In “How the Mighty Fall,” author Jim Collins analyzes how once successful corporations cycle through predictable patterns of decline. In his analysis, problems begin when companies take their success for granted and begin to stray from what worked for them in the past.
Collins goes on to say the tendency is for managers to overextend themselves, deny the risk of doing so, and then grasp for a “silver bullet” to reverse their course before giving in to forces of irrelevance or death.
He begins the book pointing out that corporations tend to get in trouble long before they realize it.
The cycle reminds me of predictable national cycles described in the history of the Judges (i.e. Judges 2:10-19). There we read of good times followed inevitably by spiritual decline, the wake-up call of trouble, desperate cries for rescue, followed by God’s help, good times, spiritual decline….
These patterns have often been likened to the seasons of our lives:
- The springtime of new beginnings
- The summer of growth and good times
- The fall of harvest and spiritual wandering
- The winter of spiritual barrenness
Most of us would probably agree that we see in ourselves our tendency to wander in good times and to wake up to our need of God when the sudden noise of trouble disturbs our sleep.

▶ Provided information:
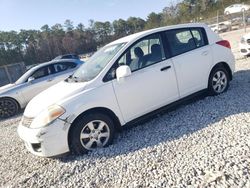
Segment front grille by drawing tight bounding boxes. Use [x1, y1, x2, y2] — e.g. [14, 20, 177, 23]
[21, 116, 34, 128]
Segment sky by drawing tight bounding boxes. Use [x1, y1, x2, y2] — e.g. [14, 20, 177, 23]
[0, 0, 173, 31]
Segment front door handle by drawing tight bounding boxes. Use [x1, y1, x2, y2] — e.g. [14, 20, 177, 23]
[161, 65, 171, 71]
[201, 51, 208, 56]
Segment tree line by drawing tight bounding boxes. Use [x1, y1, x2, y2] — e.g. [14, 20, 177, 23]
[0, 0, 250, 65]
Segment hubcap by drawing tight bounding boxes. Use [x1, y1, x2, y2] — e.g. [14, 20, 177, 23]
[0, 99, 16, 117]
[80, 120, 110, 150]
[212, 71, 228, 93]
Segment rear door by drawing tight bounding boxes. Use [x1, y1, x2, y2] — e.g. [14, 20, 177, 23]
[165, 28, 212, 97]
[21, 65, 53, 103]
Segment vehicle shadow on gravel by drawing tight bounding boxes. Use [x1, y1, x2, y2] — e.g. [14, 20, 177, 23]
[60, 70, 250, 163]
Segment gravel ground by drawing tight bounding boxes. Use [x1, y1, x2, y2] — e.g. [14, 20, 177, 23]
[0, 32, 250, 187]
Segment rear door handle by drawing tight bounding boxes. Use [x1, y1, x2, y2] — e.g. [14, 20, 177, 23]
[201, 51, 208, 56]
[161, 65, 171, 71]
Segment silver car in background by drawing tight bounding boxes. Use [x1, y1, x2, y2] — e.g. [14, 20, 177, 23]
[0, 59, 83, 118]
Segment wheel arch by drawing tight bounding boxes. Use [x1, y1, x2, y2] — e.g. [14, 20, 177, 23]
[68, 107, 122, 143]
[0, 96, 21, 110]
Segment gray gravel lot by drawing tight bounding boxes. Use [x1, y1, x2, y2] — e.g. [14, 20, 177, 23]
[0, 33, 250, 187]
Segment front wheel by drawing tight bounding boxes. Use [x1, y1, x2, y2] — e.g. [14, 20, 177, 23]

▶ What is being asked:
Update the passage on corporate decline between "Collins goes on" and "they realize it.", inclusive, and change "managers" to "executives".

▶ Solved problem:
Collins goes on to say the tendency is for executives to overextend themselves, deny the risk of doing so, and then grasp for a “silver bullet” to reverse their course before giving in to forces of irrelevance or death.
He begins the book pointing out that corporations tend to get in trouble long before they realize it.